__Directions for this task__: Can you reproduce every one of the records below line for line, with nothing changed except that the pictures are left out?

━━━━━ Extracted data ━━━━━

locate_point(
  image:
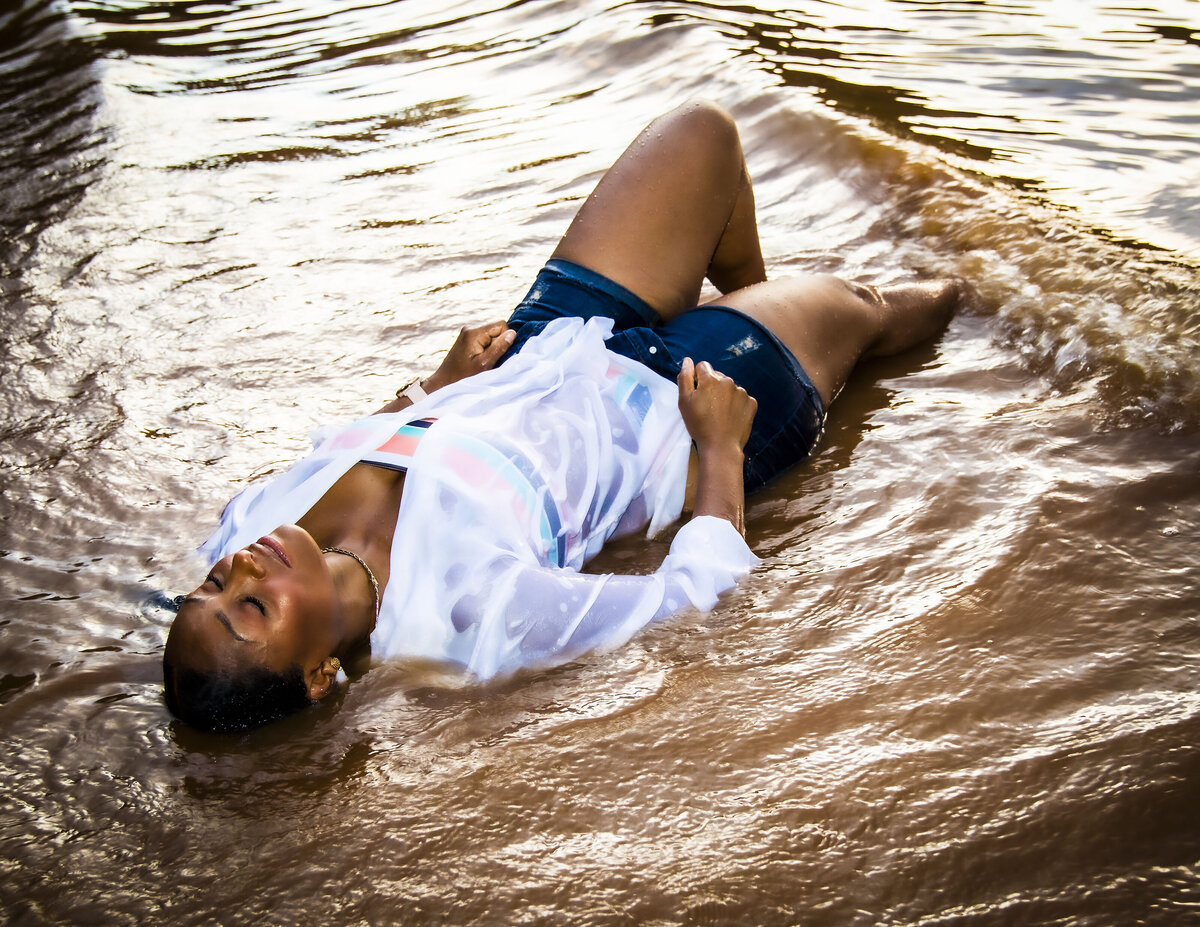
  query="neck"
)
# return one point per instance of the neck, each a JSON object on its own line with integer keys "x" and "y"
{"x": 353, "y": 581}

━━━━━

__The answer__:
locate_point(
  image:
  query="neck"
)
# return one point per instance of the neck, each a JSON object on its own line with integer keys "x" and "y"
{"x": 353, "y": 581}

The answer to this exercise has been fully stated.